By: Emily Lvyer
Confession time: when I was a little girl, I wanted to be a ballerina.
I would twirl and hop around my living room, pretending I was on a grand stage, and bowing to an imaginary audience, balanced on the tips of my toes.
And the thing is, no one ever told me that I couldn’t pursue ballet. My mother even asked, several times, if I’d like to sign up for lessons. But, I always said no.
Why? Because of my weight.
Meant to be Thin
See, I used to be an incredibly active kid. I played in a wide range of sports like basketball, baseball, swimming, figure skating, and more. But, I also had this notion in my brain that ballerinas were supposed to be thin. At the time, I wasn’t really torn up about it; it was just something I accepted. I was built chubby, and ballerinas were willowy. If I took ballet, I thought that I would look, well, wrong. All clunky and lumbering instead of graceful and tall like the other girls. People would stare, I’d be pushed to the back, and I just couldn’t stomach the thought of that. So, I remained a ballerina in my own imagination, and never pursued that secret dream of mine.
Fast forward to now, and you’ll find a slew of ballerinas who are plus size, inspiring a whole generation of little girls with chubby cheeks. I’d like to say that, had such stories and videos been within my reach as a kid, I would have felt more confident to dance. But the thing is, I was never exactly ashamed of my body.

- **INFORMATION**
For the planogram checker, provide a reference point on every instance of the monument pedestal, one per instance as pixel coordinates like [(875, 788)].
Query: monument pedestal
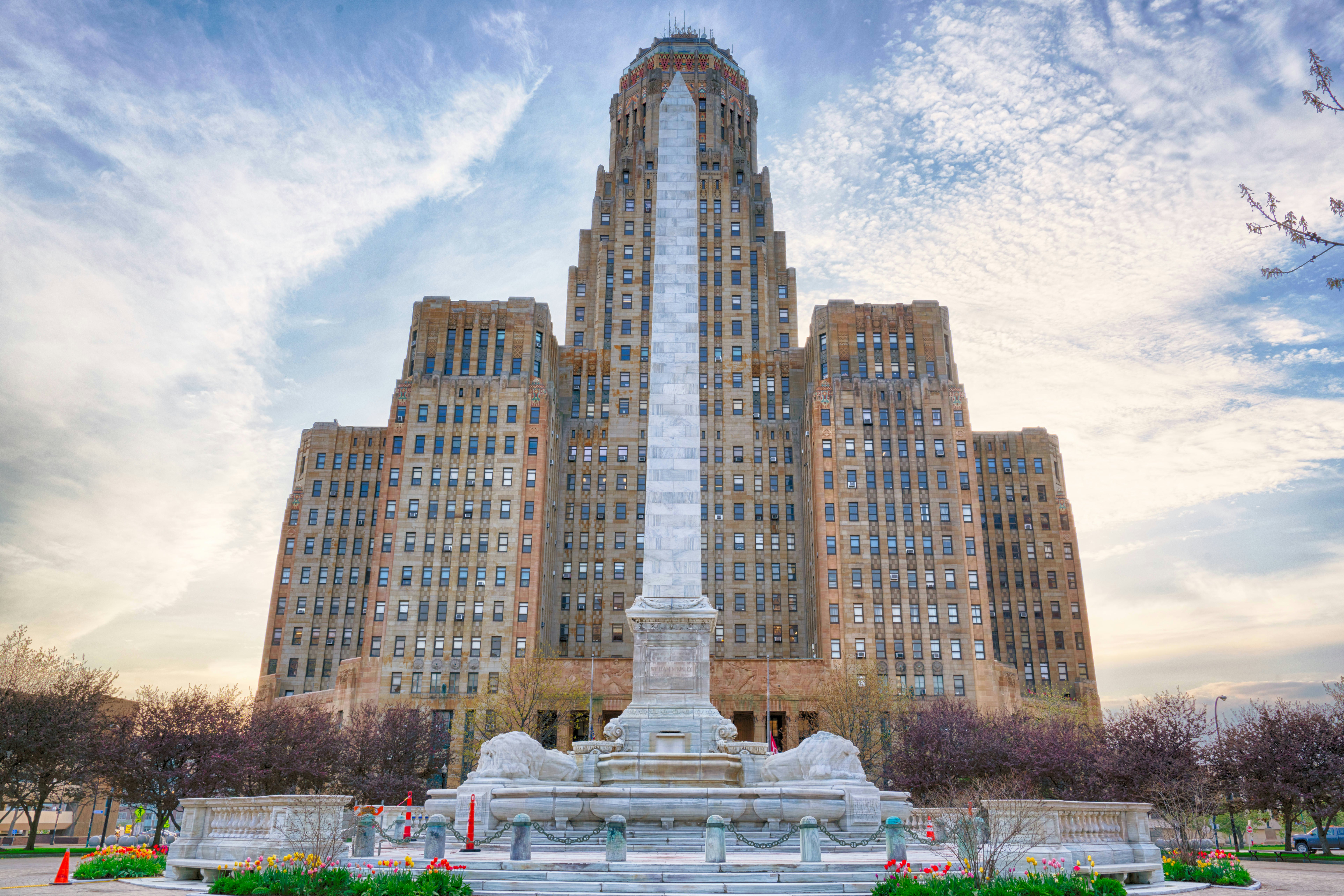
* * *
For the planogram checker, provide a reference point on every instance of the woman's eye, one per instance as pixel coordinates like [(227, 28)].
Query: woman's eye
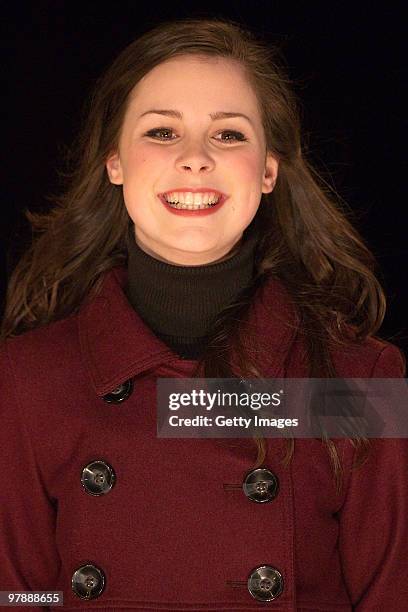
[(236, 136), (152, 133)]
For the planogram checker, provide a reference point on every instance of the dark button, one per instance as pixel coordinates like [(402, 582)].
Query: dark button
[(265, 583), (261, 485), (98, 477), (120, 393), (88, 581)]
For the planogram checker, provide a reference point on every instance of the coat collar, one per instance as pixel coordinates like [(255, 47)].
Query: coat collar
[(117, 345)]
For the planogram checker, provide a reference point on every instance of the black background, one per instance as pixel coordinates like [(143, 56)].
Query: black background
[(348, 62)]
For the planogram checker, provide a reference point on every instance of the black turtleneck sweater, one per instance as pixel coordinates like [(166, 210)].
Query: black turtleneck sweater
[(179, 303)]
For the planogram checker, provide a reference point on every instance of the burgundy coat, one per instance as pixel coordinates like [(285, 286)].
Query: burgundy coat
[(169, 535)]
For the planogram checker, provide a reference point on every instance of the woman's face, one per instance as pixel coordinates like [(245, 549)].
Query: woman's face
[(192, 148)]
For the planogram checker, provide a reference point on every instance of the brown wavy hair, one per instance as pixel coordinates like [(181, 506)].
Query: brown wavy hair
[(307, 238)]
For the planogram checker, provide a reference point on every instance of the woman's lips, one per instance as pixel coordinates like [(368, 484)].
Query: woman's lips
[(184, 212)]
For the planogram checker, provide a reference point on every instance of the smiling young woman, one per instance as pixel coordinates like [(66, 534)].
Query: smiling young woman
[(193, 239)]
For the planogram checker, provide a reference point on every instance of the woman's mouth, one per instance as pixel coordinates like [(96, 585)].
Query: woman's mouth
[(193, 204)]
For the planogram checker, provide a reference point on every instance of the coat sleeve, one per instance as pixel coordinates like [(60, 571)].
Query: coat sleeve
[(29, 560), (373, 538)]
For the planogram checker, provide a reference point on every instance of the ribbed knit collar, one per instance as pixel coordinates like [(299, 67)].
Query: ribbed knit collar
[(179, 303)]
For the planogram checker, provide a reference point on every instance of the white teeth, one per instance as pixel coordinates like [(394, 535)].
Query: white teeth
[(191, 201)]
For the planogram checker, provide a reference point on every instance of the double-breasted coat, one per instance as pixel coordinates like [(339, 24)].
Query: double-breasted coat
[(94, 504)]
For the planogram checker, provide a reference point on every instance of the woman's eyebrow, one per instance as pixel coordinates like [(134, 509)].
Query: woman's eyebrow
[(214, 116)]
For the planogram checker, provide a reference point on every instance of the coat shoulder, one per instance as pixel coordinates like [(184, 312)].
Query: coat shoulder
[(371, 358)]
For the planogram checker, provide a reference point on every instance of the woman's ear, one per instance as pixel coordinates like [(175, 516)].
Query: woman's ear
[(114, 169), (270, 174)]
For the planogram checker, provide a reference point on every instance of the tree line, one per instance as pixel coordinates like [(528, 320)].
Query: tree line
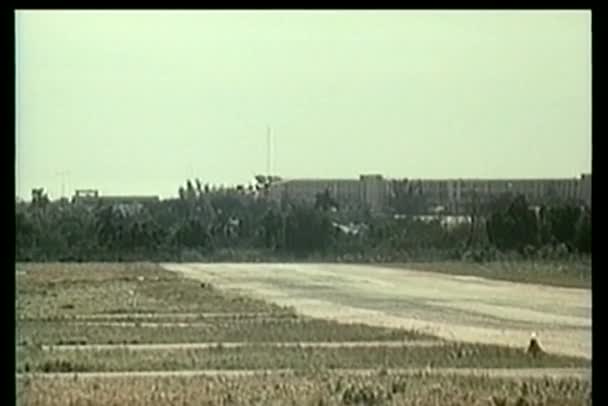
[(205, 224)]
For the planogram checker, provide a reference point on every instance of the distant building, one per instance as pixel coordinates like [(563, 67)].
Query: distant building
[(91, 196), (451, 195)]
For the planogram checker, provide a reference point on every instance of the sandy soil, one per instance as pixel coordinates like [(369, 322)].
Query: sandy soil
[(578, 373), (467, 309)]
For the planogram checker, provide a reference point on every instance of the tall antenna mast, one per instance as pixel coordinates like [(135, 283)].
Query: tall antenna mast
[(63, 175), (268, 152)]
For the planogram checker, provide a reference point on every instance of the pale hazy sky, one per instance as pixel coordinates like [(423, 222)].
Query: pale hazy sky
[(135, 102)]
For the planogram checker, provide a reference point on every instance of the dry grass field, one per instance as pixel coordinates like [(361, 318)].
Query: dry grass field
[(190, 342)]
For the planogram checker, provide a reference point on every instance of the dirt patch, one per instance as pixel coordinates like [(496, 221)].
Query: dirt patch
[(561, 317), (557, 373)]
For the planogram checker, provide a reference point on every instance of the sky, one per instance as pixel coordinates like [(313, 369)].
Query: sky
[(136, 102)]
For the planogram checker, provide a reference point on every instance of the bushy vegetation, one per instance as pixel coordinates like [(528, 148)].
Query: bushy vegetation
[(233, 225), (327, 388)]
* * *
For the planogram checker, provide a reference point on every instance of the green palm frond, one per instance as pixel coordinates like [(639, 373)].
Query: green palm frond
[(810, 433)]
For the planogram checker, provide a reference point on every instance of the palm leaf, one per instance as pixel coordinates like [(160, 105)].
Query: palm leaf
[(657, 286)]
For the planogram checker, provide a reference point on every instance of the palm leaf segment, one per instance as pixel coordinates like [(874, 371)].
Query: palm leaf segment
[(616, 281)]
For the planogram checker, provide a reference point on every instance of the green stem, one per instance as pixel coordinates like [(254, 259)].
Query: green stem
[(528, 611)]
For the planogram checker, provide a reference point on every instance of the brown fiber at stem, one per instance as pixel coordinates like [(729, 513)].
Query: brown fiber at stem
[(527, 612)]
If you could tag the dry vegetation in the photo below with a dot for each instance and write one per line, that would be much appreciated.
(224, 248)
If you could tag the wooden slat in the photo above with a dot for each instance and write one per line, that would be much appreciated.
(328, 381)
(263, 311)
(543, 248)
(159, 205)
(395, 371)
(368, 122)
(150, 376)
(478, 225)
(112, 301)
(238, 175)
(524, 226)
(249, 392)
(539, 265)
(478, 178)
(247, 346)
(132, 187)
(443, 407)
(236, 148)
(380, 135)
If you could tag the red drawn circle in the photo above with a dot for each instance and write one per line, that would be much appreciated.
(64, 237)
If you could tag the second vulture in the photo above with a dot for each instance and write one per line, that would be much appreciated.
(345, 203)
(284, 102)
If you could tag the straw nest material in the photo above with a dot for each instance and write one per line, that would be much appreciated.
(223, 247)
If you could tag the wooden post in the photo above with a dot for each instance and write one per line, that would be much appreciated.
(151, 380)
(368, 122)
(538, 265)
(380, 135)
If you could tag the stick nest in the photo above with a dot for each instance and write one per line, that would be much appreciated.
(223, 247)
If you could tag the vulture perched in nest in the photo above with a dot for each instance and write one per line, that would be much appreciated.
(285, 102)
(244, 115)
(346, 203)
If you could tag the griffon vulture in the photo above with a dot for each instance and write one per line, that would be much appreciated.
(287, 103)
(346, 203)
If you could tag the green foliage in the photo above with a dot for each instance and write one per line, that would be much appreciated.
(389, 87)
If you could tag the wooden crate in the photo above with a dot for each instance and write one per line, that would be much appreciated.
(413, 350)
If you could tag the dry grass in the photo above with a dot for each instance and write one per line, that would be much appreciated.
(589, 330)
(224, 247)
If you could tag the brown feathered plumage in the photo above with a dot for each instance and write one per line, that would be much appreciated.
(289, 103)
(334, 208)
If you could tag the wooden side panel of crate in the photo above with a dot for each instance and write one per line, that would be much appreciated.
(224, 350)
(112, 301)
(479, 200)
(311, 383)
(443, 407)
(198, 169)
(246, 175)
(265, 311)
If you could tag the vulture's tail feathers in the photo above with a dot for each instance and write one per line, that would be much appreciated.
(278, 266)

- **BRIEF**
List every sport that the ballet essay names as one the writer played as a child. The records above are separate material with no connection to the ballet essay.

- **TASK OUTPUT**
Basketball, baseball, swimming, figure skating